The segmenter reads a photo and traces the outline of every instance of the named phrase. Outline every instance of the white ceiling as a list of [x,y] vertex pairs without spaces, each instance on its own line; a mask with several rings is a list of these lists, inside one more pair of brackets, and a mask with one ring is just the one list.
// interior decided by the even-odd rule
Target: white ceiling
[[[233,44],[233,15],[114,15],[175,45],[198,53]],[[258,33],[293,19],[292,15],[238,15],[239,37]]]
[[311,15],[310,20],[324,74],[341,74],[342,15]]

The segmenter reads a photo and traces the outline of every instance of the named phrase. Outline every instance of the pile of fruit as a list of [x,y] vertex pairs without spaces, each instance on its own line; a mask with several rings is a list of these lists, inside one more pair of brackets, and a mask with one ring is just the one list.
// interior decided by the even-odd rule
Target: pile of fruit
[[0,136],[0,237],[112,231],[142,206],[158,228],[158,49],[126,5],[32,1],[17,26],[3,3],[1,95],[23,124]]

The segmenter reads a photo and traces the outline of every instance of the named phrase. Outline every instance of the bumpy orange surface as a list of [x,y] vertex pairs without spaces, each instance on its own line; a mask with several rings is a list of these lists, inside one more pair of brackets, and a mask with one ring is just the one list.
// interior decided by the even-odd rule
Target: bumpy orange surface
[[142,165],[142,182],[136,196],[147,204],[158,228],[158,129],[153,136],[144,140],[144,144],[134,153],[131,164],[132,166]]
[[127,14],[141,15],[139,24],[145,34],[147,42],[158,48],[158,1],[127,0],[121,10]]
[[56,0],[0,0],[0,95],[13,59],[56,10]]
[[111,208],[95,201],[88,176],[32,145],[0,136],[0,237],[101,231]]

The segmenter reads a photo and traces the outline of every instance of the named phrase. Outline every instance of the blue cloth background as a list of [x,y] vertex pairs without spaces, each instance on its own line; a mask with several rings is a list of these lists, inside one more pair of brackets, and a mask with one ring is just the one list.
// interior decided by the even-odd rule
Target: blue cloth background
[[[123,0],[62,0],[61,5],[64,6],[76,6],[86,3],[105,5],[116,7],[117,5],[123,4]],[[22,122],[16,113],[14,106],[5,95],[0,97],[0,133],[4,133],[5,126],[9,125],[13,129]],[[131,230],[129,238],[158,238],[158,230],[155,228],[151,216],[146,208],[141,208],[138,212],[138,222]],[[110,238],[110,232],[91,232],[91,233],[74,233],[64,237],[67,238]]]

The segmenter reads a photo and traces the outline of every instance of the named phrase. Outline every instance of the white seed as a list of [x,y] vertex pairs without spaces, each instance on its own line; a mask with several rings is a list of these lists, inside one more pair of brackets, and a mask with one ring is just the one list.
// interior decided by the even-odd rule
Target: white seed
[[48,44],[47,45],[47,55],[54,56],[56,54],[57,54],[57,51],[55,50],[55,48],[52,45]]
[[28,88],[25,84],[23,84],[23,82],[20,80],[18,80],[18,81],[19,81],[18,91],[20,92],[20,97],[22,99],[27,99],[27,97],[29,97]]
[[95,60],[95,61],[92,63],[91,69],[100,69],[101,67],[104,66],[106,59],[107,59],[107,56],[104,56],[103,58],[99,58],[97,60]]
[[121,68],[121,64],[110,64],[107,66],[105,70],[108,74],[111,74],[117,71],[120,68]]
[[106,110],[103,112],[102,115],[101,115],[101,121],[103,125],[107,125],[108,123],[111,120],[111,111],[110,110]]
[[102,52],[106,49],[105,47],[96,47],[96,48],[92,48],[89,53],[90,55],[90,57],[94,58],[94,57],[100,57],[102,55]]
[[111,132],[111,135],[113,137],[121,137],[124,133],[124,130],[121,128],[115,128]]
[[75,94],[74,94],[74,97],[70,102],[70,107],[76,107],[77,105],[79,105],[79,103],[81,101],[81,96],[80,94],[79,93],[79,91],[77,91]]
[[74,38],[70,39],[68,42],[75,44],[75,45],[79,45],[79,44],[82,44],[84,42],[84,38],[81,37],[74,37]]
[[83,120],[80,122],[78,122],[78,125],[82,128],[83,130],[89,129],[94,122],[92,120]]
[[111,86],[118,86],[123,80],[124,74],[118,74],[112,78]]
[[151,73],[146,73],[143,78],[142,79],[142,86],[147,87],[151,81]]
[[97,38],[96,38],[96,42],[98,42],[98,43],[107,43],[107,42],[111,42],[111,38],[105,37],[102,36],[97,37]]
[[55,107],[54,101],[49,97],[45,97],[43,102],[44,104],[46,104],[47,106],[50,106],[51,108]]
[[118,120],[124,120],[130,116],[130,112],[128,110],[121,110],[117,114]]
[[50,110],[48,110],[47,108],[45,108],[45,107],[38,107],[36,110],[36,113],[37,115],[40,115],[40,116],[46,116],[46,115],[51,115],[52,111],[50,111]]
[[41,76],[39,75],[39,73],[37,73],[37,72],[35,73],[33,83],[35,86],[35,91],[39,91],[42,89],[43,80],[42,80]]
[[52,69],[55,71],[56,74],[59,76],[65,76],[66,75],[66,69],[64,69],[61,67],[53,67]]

··········

__What to work on__: Copy out, word for word, the lines of the records from the line with "of the bumpy" to the line with "[[111,208],[95,201],[88,176],[32,145],[0,136],[0,237],[101,231]]", including both of those lines.

__Exercise answer__:
The segmenter reads a photo and traces the outline of every instance of the named phrase. Outline every instance of the bumpy orange surface as a list of [x,y] vertex pairs without spaces, each instance on its own line; a mask with several rings is a list of these lists, inside one more pair of brackets, and a mask with one ring is just the one list.
// interior decided by the even-odd rule
Target: bumpy orange surface
[[142,165],[142,182],[136,196],[147,204],[158,228],[158,129],[153,136],[144,140],[144,144],[134,153],[131,164],[132,166]]
[[127,14],[141,15],[139,24],[145,34],[147,42],[158,48],[158,1],[127,0],[121,10]]
[[56,0],[0,0],[0,95],[13,59],[56,10]]
[[111,208],[95,201],[88,176],[32,145],[0,136],[0,237],[101,231]]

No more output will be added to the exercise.